== Given text ==
■ ■ ■ ■

We started out our music career as composers for TV shows and commercials, radio ads and video games. We would always give our clients 3 or 4 different ideas to choose from for their spot. These were all fairly well-developed ideas. They would choose one and the rest would go on the shelf. Our first collection of royalty free music (published in 1996) was a collection of these alternate choices.

Once that collection started selling we realized we needed to create music specifically for our production music library.

If you were creating your library of stock music from scratch again, what would you do differently?

I think I would have kept track of the different mixes better. In the old days once a mix was done the set up was pretty much lost forever. Now we can recall any mix and have it come back sounding exactly the way it did a couple of years ago.

Do you think there is a set “package” of types of music you should upload? What I mean by this is, if you sell a lot of music, is there a certain amount of of types that sell more than others – ie. should you create a library of 50 songs (each with a 60 second edit, 30 second edit, 15 second edit and 2 or 3 loops), maybe 4-5 sound effect bundles – like a “Video Game” Sound Effect Bundle, “Horror Movie” Sound Effect Bundle etc. I hope this makes sense – my general question is, should you be creating a set amount of each type to maximise sales?

Bundles are great, the more creative the better. In my experience many of our customers go for the full length track but people who just need a loop for their website will buy one or two of these from the package. Lots of people buy the 60 second version because it is usually a bit cheaper.

We have some composers who upload bundles of music loops and corresponding button sounds. Music and complimenting sound effects is a good idea (we did this with our Horror! collection and it sells very well).
In your case maybe some nice ambient nature sounds to go along with your piano music.

Some advice on pricing your packages; if your full length track is 1:30 I would price it the same as your 60 second version.
In general I would price the 60 second version of the tracks close to or the same as the full length track price.

How long are your tracks usually? I have a lot of 20-30 second piano pieces, but I’m not sure they’re long enough.

This is considered fairly short, you might want to extend them. 20 seconds is good for a website, most of our 20 second loops go for $9.95.
The 30 second version might be $14.95 or $19.95 but you really want to get up to at least 60 seconds for most uses.

I’ve noticed a few full sized scores for films – ie. 10-15mins tracks – do you sell any of these yourself, and do you find they sell well?

Most full scores are actual symphony recordings of classical music. At least on our websites I haven’t seen any composers uploading anything over 5 or 6 minutes.

■ ■ ■ ■

A series of records

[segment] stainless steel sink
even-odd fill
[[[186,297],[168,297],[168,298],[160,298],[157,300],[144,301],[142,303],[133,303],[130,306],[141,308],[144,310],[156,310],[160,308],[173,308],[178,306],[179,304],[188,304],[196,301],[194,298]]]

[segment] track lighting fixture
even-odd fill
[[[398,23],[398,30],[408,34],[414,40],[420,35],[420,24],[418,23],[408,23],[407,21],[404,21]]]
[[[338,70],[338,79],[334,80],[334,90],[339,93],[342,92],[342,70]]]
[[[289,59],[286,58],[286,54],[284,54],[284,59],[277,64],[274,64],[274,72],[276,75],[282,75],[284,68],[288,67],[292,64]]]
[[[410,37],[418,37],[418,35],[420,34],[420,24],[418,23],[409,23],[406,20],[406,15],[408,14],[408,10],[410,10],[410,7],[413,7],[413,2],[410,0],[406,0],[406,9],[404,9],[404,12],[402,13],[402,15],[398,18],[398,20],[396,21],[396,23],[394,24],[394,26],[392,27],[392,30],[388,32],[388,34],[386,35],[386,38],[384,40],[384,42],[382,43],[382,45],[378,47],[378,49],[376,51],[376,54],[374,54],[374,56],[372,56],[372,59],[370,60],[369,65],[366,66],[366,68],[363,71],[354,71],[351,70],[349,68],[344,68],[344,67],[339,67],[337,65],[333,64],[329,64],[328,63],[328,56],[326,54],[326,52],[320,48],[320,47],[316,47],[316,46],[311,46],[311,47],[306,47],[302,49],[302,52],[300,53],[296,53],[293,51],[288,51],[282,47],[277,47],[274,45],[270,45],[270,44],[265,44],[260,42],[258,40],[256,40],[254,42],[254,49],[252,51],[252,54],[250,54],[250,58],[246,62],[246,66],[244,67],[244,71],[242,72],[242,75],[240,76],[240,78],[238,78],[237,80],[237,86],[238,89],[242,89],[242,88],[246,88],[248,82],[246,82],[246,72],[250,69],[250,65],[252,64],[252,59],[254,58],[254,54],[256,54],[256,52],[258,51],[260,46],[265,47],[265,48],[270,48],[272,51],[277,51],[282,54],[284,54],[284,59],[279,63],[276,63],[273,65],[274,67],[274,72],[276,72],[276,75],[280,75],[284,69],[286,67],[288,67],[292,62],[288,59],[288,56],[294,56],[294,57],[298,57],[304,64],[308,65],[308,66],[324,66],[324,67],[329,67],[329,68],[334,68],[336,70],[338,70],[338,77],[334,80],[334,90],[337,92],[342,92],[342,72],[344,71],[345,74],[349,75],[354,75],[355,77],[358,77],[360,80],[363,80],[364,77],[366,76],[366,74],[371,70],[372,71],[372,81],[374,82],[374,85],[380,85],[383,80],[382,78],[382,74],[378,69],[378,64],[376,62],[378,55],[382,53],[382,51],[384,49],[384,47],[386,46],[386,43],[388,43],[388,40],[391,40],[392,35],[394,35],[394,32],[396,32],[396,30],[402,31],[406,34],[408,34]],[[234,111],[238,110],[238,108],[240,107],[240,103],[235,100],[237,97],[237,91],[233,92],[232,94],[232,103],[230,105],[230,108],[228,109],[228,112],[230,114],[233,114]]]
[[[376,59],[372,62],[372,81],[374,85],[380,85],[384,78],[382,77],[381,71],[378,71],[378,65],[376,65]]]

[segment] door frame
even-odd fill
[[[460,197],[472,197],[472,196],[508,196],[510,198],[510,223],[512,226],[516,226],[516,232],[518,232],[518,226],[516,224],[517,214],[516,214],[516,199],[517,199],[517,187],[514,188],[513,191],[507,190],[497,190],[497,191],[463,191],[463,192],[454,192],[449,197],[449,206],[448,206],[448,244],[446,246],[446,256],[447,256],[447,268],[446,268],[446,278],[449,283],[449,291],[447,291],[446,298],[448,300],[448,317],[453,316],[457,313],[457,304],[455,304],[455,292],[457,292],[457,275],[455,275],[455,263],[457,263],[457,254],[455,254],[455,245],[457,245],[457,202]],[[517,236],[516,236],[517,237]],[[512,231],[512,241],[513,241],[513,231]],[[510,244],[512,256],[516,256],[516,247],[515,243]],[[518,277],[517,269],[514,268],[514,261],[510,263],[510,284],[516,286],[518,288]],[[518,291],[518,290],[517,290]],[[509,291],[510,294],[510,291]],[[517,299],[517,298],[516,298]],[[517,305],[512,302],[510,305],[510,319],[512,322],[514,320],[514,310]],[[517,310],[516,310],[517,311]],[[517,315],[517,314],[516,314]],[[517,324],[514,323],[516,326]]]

■ ■ ■ ■

== Requirement 1 ==
In the stock music interview, what made up the first royalty free music collection, published in 1996?
== Requirement 2 ==
Decide whether each statement agrees with the stock music interview, answering yes or no and quoting the words that decide it: (a) The 60 second version of a track should be priced close to or the same as the full length track. (b) Most 20 second loops sell for $14.95. (c) Composers on the interviewee's websites often upload pieces longer than 10 minutes.
== Requirement 3 ==
Quote everything in the stock music interview from "If you were" down to "to maximise sales?".
None of the material matters here.

== Correct output 1 ==
It was a collection of the alternate ideas that clients didn't choose for their spots.

== Correct output 2 ==
(a) Yes: "In general I would price the 60 second version of the tracks close to or the same as the full length track price."
(b) No: "most of our 20 second loops go for $9.95."
(c) No: "At least on our websites I haven’t seen any composers uploading anything over 5 or 6 minutes."

== Correct output 3 ==
If you were creating your library of stock music from scratch again, what would you do differently?

I think I would have kept track of the different mixes better. In the old days once a mix was done the set up was pretty much lost forever. Now we can recall any mix and have it come back sounding exactly the way it did a couple of years ago.

Do you think there is a set “package” of types of music you should upload? What I mean by this is, if you sell a lot of music, is there a certain amount of of types that sell more than others – ie. should you create a library of 50 songs (each with a 60 second edit, 30 second edit, 15 second edit and 2 or 3 loops), maybe 4-5 sound effect bundles – like a “Video Game” Sound Effect Bundle, “Horror Movie” Sound Effect Bundle etc. I hope this makes sense – my general question is, should you be creating a set amount of each type to maximise sales?